■ WHAT YOU SHOULD DO: Quote the piece below on Michael Dowd's talk in Madison in full, word for word.

■ PASSAGE:
▬▬▬▬▬▬▬▬▬▬

Michael Dowd, an ordained Christian minister and author of the recent book "Thank God for Evolution: How the Marriage of Science and Religion Will Transform Your Life and Our World," told a Madison crowd Monday night that nothing matters more than what we think about evolution.

"Humans have always had to have a sacred story that honors objective truth and subjective meaning," the former anti-evolution fundamentalist told a crowd of about 350 in the auditorium of the just-completed $9.1 million addition to Madison's First Unitarian Society.

Dowd and his wife, acclaimed science writer Connie Barlow, have been traveling for the last six-and-a-half  years, living out of a van adorned with Jesus and Darwin fish kissing.

Known as "America's Evolutionary Evangelists," they travel the United States preaching the "Gospel of Evolution." Dowd's Monday night sermon followed three talks he gave at the First Unitarian Society over the weekend. Dowd will be presenting variations on his sermon again on Oct. 19 and Oct. 21 at Unity Church, 601 Tompkins Drive.

▬▬▬▬▬▬▬▬▬▬

(Position identification listing)
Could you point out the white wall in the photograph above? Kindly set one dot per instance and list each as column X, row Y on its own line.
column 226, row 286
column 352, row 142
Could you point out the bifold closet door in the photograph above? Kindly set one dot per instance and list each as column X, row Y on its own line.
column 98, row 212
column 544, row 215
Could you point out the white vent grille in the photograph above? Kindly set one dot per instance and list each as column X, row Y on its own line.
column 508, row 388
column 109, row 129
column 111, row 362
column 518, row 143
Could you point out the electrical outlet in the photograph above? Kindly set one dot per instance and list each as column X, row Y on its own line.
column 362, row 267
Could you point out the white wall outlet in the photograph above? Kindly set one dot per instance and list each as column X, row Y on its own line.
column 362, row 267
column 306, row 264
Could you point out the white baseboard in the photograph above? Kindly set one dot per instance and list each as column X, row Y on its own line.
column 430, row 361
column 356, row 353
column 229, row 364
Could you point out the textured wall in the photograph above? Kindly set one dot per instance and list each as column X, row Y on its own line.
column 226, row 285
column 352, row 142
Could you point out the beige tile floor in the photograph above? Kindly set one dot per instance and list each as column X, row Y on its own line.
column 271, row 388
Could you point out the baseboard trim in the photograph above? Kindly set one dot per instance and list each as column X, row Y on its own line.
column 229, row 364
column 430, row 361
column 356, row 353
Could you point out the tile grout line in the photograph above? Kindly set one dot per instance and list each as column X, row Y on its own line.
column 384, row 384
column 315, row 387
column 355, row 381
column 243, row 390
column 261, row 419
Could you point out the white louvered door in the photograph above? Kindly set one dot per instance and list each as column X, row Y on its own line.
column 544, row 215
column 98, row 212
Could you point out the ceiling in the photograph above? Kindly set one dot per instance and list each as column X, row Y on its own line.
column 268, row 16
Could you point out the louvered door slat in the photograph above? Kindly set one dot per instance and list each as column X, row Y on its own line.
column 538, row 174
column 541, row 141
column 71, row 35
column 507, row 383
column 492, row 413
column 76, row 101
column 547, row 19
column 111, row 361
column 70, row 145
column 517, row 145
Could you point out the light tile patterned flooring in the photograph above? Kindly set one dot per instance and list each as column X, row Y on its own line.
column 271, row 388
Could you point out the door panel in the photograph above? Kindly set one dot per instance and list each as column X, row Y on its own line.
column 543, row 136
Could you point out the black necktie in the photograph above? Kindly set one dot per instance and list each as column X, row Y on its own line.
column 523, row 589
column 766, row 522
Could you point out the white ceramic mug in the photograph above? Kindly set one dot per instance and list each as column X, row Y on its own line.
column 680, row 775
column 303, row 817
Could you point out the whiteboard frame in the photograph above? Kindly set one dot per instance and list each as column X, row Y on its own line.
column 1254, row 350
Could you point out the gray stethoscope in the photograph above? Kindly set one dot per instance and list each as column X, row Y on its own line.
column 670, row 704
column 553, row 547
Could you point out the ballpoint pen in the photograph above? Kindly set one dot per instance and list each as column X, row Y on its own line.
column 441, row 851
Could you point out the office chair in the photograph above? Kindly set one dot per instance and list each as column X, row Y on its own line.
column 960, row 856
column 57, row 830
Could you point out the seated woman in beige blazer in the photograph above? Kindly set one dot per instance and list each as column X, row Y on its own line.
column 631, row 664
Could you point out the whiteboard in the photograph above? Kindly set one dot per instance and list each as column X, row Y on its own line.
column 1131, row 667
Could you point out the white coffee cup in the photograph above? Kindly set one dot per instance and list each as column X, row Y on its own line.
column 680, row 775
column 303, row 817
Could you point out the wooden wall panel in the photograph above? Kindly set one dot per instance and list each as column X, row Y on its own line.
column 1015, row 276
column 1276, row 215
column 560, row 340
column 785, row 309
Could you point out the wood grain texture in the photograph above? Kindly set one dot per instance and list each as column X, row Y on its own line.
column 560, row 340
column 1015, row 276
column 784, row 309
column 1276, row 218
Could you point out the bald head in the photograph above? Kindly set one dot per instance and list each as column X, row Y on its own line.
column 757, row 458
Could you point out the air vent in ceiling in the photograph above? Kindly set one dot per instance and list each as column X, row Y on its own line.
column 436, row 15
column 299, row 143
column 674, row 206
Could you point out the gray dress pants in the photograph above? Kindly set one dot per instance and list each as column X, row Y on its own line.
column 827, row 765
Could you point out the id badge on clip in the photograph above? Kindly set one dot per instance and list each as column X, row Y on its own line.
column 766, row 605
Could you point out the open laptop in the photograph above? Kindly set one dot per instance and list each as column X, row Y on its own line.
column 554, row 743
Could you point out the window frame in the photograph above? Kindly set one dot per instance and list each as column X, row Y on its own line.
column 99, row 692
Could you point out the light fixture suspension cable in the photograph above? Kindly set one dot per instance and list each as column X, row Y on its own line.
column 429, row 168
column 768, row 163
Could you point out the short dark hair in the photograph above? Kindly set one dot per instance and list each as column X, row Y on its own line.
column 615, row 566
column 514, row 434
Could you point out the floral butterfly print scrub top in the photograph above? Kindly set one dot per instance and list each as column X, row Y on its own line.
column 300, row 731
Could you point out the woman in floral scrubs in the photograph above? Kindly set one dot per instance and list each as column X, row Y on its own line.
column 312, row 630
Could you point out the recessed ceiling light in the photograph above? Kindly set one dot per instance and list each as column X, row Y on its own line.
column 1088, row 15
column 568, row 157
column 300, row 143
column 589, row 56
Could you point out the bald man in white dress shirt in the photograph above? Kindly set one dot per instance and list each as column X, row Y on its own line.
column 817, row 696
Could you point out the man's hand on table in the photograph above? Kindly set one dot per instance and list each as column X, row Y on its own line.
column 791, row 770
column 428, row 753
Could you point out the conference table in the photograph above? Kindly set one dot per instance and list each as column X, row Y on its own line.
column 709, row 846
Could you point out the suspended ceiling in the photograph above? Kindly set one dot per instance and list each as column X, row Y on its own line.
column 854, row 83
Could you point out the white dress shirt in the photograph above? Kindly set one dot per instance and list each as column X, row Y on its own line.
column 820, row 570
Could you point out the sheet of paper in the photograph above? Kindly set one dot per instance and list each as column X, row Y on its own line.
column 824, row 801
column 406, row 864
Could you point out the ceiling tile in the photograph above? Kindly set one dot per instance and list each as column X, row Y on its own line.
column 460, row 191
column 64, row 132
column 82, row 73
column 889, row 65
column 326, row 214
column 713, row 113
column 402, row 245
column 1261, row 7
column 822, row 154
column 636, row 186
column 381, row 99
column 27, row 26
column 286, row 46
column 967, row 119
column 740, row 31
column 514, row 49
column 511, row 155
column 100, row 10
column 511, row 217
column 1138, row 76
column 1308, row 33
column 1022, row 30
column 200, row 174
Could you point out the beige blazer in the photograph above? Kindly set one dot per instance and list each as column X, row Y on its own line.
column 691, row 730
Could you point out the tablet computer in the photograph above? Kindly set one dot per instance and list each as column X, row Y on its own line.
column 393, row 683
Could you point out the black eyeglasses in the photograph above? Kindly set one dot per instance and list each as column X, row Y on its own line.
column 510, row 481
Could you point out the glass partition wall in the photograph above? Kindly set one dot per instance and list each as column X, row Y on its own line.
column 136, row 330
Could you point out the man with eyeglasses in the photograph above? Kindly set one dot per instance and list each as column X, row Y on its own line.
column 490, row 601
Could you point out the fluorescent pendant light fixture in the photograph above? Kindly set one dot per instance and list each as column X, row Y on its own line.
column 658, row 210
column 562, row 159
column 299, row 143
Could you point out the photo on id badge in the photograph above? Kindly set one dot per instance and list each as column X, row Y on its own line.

▬▬▬▬▬▬▬▬▬▬

■ SOLVED PROBLEM:
Michael Dowd, an ordained Christian minister and author of the recent book "Thank God for Evolution: How the Marriage of Science and Religion Will Transform Your Life and Our World," told a Madison crowd Monday night that nothing matters more than what we think about evolution.

"Humans have always had to have a sacred story that honors objective truth and subjective meaning," the former anti-evolution fundamentalist told a crowd of about 350 in the auditorium of the just-completed $9.1 million addition to Madison's First Unitarian Society.

Dowd and his wife, acclaimed science writer Connie Barlow, have been traveling for the last six-and-a-half  years, living out of a van adorned with Jesus and Darwin fish kissing.

Known as "America's Evolutionary Evangelists," they travel the United States preaching the "Gospel of Evolution." Dowd's Monday night sermon followed three talks he gave at the First Unitarian Society over the weekend. Dowd will be presenting variations on his sermon again on Oct. 19 and Oct. 21 at Unity Church, 601 Tompkins Drive.